• _What you have to do_
Turn the lines below into a JSON list of strings, one string per line, with blank lines left out. Leave the pictures out of your answer.

□ □ □ □ □

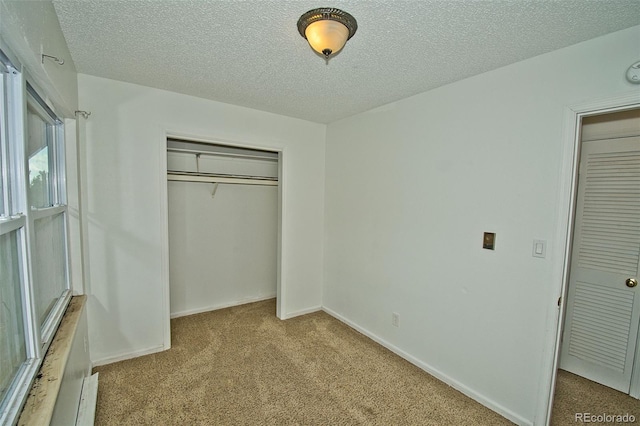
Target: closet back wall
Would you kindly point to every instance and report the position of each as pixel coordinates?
(222, 240)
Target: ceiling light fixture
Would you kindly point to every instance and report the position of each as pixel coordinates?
(327, 29)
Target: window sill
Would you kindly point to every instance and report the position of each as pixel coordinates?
(40, 403)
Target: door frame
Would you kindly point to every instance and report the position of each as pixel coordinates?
(567, 199)
(163, 135)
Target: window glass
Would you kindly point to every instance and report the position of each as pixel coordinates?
(3, 133)
(49, 268)
(12, 335)
(40, 139)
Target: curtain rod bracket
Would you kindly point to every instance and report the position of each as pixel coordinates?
(53, 58)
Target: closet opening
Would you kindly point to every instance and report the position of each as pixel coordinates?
(223, 219)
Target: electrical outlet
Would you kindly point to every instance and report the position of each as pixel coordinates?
(395, 319)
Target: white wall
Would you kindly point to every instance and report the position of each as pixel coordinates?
(412, 186)
(126, 204)
(222, 248)
(31, 28)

□ □ □ □ □

• _Result of this task_
[
  "Target: closet back wall",
  "Would you kindly point to every instance and report the position of each as pixel coordinates?",
  "(222, 240)",
  "Target: ceiling light fixture",
  "Would you kindly point to every instance and report the position of each as pixel coordinates?",
  "(327, 29)",
  "Target: window sill",
  "Would you kindly point to every instance and report the position of each as pixel coordinates?",
  "(40, 403)",
  "Target: door frame",
  "Would you kindly point to every instance and report the position of each as pixel coordinates?",
  "(567, 199)",
  "(163, 135)",
  "Target: window glass",
  "Would you kindly point to every instance and report the position of each as pixel coordinates?",
  "(3, 133)",
  "(49, 268)",
  "(12, 335)",
  "(40, 139)",
  "Target: curtain rod bracket",
  "Would you kindly point to every instance and report the position of each as pixel coordinates?",
  "(53, 58)",
  "Target: closet opening",
  "Would you kindly point to every instance and report the position of each as pixel coordinates?",
  "(223, 219)",
  "Target: electrical outlet",
  "Would you kindly point to every instance and report the position of each as pixel coordinates?",
  "(395, 319)",
  "Target: white wall",
  "Would you kindly point to every instance and report the position of each as pixel coordinates?",
  "(412, 186)",
  "(126, 204)",
  "(222, 248)",
  "(31, 28)"
]